- **ARTICLE**:
-- BEGIN --
# Archery deer Central Mtns, Manti/San Rafael



## emoeck (May 17, 2019)

My son and I just drew Archery deer Central Mtns, Manti/San Rafael and have never hunted there before. We are from Arizona and don't have much time to scout. Wondering if someone could help me out on some starting points and advice? Not looking for trophy just looking to fill the freezer.


----------



## Critter (Mar 20, 2010)

The area is quite easy to figure out. 

Just take one of the canyon roads that come off of one of two highways. US 89 or St HWY 10 and then drive to the top where you can access Skyline Drive which runs north to south. You can also access Skyline Dr off of US 6 in Spanish Fork Canyon or off of I-70 in Salina Canyon. 

A good area that I have hunted is up Ferron Canyon north of Feron Reservoir around Duck Fork Reservoir. 

There is lots of area up there and it is all good deer habitat.


----------



## RemingtonCountry (Feb 17, 2016)

Like Critter said, its a fairly easy unit to figure out. Almost every draw/basin will hold deer! I find that if I get away from roads, the deer will be there!


----------



## emoeck (May 17, 2019)

Thanks Remington and Critter, looks like from Google Earth that it is steep terrain and fairly open, how's the glassing? We're use to Coues deer hunting and love to get high and glass.


----------



## Critter (Mar 20, 2010)

There are areas that you can glass from but it is mostly open meadows, sagebrush, aspens, and pines. Some of the canyons are steep which sets up a glassing type of hunt, but most will still hunt through the aspens and sage where the deer will feed.


----------



## Baron83 (May 24, 2016)

Pm sent


----------



## colorcountrygunner (Oct 6, 2009)

I'll be spending a lot of time up there this year since I have a limited entry archery elk hunt. PM me when it gets closer to the hunt and I might have some good info for you.


----------



## emoeck (May 17, 2019)

Thanks Gunner, we should be able to get one scouting trip in before season. I'll PM you prior to season.


----------



## emoeck (May 17, 2019)

Hey, we will be bringing a small 18' travel trailer on the hunt. Anyone have any suggestions for good camping areas?


----------



## Critter (Mar 20, 2010)

There are camping spots all over, it is also a large unit. 

I would camp in a centrally located area where you can check out both north and south. There is a possibility that you will not be able to drive the whole Skyline Drive road until August due to the snow levels up there.

For me I would pull the trailer up Ferron Canyon and then park it where the road forks and goes to Ferron Reservoir or Wrigley Reservoir. Take a ride up the roads and then decided if you want to go elsewhere.


----------



## emoeck (May 17, 2019)

Thanks Critter, by the way we love to fish. How’s the fishing and where?


----------



## Critter (Mar 20, 2010)

It has been quite a while since I have been up there but Ferron Reservoir used to be great. Then down the road to the north is Duck Fork, but it is artificial lures only. Just up from the intersection that I mentioned is Wrigley Reservoir. 

Another road you can look at is ST HWY 31 from Huntington to Fairview, this is a paved road. At the top of it you have a few ponds with fish in them. Electric Lake, Huntington and Cleveland Reservoir and then down the road past Cleveland Reservoir is Millers Flat. Lots of places to catch a few trout.
-- END --
- **JOB 1**: Revise the Manti/San Rafael thread between "Like Critter said, its" and "will be there!", inclusive, putting "trailheads" in place of "roads".
- **JOB 2**: In the Manti/San Rafael thread, what fishing restriction applies at Duck Fork?
- **JOB 3**: List every numbered highway or interstate mentioned in the Manti/San Rafael thread.
The data that comes next is from a separate source.

- **MATERIAL**:
-- BEGIN --
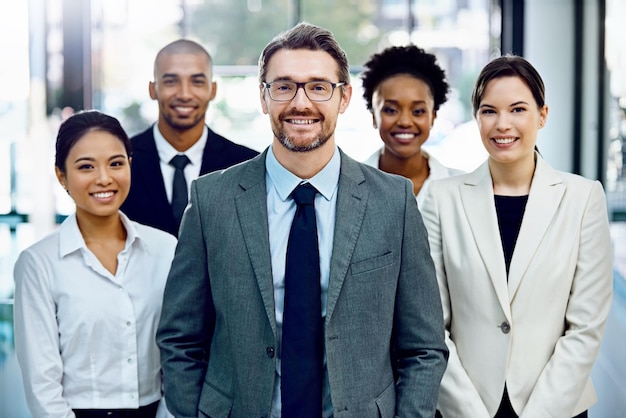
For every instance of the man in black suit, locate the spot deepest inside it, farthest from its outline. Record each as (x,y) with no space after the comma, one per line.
(183,88)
-- END --
- **PROBLEM SOLUTION 1**:
Like Critter said, its a fairly easy unit to figure out. Almost every draw/basin will hold deer! I find that if I get away from trailheads, the deer will be there!

- **PROBLEM SOLUTION 2**: Artificial lures only.

- **PROBLEM SOLUTION 3**: US 89, St HWY 10, US 6, I-70, ST HWY 31